- [Records provided]
####################

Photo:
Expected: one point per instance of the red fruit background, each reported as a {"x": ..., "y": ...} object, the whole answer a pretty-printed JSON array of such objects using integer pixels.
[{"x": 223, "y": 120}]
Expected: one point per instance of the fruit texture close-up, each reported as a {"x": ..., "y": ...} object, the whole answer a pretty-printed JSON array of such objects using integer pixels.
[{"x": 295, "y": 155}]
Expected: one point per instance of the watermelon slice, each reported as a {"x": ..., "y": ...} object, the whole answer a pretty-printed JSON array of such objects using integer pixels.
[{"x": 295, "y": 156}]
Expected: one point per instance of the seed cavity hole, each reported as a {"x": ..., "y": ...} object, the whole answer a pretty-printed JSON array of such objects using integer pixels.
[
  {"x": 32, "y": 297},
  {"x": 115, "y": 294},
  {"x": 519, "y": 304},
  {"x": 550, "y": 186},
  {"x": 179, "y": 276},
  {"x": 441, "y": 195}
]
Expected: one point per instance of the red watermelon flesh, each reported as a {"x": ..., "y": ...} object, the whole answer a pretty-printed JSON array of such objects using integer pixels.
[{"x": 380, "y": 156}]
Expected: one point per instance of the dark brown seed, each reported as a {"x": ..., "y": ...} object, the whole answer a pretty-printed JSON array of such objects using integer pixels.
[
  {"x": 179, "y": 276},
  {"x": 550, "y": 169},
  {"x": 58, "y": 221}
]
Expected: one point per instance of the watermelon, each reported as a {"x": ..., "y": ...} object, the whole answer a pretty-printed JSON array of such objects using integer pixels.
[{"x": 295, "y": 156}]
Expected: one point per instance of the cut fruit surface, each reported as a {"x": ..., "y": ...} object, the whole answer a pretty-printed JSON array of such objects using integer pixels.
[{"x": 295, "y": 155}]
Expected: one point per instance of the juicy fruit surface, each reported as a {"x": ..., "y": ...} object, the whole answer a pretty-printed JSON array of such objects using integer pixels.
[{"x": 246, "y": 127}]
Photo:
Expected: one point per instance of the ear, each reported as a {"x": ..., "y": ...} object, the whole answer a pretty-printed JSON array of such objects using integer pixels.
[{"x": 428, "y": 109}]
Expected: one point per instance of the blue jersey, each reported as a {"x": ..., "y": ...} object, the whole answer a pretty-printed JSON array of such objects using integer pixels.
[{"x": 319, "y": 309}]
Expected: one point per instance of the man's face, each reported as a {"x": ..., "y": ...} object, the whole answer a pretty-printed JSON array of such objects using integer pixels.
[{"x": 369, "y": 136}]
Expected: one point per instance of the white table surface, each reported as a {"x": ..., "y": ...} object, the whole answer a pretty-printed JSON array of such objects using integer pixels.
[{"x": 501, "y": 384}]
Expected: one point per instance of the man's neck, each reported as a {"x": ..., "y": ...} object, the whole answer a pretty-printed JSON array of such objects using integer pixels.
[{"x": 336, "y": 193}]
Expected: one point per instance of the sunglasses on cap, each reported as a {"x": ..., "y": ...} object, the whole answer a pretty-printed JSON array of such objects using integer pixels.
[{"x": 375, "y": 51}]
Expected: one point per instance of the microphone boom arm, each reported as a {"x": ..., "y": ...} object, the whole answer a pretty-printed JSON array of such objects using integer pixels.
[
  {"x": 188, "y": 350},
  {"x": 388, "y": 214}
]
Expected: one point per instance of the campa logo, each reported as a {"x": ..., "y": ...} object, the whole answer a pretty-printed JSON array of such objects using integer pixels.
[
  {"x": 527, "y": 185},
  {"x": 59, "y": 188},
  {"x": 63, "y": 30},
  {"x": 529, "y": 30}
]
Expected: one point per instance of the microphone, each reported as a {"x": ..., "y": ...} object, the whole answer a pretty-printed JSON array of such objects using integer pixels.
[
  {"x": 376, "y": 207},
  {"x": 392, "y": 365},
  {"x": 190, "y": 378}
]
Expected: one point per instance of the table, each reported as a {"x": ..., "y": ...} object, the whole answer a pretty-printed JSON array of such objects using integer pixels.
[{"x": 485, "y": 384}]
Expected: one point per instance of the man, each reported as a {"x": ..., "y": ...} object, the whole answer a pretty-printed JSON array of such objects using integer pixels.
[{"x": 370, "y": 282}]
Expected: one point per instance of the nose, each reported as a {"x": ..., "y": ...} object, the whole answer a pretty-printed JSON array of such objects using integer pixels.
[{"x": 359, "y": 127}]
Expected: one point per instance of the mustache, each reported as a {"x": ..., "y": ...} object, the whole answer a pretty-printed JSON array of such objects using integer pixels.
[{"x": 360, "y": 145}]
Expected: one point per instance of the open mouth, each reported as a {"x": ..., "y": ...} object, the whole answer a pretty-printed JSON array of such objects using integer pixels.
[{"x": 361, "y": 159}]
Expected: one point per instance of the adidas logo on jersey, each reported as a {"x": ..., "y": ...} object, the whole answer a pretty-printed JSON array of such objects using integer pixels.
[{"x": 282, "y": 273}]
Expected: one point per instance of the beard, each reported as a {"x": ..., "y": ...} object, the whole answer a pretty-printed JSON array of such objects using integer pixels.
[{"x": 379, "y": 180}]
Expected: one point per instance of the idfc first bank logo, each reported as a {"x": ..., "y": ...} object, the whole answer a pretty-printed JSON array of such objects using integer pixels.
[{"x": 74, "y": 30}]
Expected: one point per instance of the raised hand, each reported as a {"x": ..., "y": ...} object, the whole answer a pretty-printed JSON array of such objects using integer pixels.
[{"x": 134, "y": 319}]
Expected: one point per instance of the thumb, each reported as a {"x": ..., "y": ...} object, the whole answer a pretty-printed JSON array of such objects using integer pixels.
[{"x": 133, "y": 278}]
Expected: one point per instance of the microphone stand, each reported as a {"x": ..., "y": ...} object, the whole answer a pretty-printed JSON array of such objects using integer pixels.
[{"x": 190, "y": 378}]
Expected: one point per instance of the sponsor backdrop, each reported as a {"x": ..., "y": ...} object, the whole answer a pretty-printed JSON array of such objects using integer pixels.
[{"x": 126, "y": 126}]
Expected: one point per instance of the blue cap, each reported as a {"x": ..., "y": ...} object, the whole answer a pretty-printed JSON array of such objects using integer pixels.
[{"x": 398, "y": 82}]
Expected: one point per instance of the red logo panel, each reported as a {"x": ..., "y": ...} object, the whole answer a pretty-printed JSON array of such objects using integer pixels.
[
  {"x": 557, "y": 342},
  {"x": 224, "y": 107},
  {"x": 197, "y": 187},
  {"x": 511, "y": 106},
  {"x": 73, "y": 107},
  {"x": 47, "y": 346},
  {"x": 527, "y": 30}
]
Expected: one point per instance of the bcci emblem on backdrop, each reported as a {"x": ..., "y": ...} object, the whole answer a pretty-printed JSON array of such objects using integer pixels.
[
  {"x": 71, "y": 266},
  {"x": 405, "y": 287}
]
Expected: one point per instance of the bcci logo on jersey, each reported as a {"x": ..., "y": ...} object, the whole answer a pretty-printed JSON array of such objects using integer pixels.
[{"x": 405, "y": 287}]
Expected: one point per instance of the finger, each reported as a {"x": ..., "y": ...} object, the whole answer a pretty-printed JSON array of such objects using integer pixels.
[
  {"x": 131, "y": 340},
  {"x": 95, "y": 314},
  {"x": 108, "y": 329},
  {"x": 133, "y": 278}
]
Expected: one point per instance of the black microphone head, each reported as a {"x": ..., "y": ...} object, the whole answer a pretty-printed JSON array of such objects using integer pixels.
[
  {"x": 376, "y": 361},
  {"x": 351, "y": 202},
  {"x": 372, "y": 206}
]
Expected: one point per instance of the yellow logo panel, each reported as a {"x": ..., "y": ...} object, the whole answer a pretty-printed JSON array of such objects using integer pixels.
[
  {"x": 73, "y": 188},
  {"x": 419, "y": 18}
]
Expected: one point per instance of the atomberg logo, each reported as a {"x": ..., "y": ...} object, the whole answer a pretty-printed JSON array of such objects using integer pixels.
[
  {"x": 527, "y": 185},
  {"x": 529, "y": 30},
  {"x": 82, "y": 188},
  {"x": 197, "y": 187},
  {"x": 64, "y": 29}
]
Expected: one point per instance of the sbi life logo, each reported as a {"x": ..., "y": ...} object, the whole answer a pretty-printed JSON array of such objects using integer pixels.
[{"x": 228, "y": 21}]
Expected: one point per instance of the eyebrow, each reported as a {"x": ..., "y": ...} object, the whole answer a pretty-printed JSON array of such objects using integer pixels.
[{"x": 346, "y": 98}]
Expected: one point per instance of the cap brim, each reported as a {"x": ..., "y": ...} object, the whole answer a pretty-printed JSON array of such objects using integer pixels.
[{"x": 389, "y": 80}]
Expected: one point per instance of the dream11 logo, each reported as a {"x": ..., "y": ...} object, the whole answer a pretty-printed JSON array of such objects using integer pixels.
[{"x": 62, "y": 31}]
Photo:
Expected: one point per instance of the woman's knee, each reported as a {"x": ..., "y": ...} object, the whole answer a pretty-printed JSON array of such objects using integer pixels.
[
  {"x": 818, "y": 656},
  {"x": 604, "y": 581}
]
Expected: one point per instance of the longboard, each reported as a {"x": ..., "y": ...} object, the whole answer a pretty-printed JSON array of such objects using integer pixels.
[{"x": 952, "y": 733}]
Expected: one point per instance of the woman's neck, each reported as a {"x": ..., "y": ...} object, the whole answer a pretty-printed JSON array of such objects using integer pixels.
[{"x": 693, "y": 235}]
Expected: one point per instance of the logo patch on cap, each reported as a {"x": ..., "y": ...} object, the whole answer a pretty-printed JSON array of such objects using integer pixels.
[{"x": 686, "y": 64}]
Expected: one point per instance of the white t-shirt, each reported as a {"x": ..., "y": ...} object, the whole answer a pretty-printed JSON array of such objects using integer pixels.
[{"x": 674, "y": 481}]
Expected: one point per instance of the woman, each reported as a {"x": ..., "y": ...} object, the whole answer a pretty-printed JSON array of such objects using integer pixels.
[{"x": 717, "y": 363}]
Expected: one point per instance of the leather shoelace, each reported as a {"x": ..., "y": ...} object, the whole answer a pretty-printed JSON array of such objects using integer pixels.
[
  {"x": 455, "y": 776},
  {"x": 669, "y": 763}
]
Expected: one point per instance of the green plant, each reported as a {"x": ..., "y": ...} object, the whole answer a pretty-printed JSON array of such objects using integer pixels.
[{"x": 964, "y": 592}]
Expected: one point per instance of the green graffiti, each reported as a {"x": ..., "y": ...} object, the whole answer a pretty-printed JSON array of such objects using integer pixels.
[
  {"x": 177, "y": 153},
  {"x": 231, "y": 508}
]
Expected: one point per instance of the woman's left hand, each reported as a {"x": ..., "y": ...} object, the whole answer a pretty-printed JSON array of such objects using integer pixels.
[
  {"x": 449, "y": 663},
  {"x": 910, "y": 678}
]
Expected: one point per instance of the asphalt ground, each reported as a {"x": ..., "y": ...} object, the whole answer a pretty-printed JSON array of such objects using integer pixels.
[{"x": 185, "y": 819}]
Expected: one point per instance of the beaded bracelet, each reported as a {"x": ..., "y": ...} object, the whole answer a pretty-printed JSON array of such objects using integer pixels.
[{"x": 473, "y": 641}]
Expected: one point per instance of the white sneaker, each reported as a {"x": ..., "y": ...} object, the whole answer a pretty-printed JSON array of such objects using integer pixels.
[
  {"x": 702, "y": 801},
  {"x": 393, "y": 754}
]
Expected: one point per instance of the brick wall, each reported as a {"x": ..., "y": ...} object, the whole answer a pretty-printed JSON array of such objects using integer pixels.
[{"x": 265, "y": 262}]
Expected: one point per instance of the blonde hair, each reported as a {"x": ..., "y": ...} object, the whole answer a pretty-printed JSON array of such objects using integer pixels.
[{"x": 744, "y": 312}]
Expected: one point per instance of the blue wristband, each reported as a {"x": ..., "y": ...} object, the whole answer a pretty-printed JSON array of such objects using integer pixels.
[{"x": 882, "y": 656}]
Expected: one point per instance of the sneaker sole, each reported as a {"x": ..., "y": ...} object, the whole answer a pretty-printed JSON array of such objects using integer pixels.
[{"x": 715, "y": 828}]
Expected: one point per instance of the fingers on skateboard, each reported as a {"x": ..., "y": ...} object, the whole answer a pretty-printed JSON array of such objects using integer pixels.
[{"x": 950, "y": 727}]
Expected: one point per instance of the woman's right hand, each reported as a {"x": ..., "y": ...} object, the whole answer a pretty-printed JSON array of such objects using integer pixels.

####################

- [Request]
Find the line containing "Expected: one point per instance of the sneaker", then output it and every line after it to the end of the data, exactly.

- [Solution for this exercise]
Expected: one point per instance of the sneaker sole, each reported as a {"x": ..., "y": ...} object, the whole answer a pretty-printed JSON array of such objects using integer pixels.
[{"x": 715, "y": 828}]
Expected: one point per instance of the fingers on skateboard, each reported as a {"x": ..., "y": ...} object, the whole answer a pretty-printed JSON array of such objects using integer pixels.
[{"x": 950, "y": 727}]
Expected: one point per instance of the woman's right hand, each reported as a {"x": ..., "y": ...} object, the whole answer a pretty-printed JSON array of such objects using integer pixels.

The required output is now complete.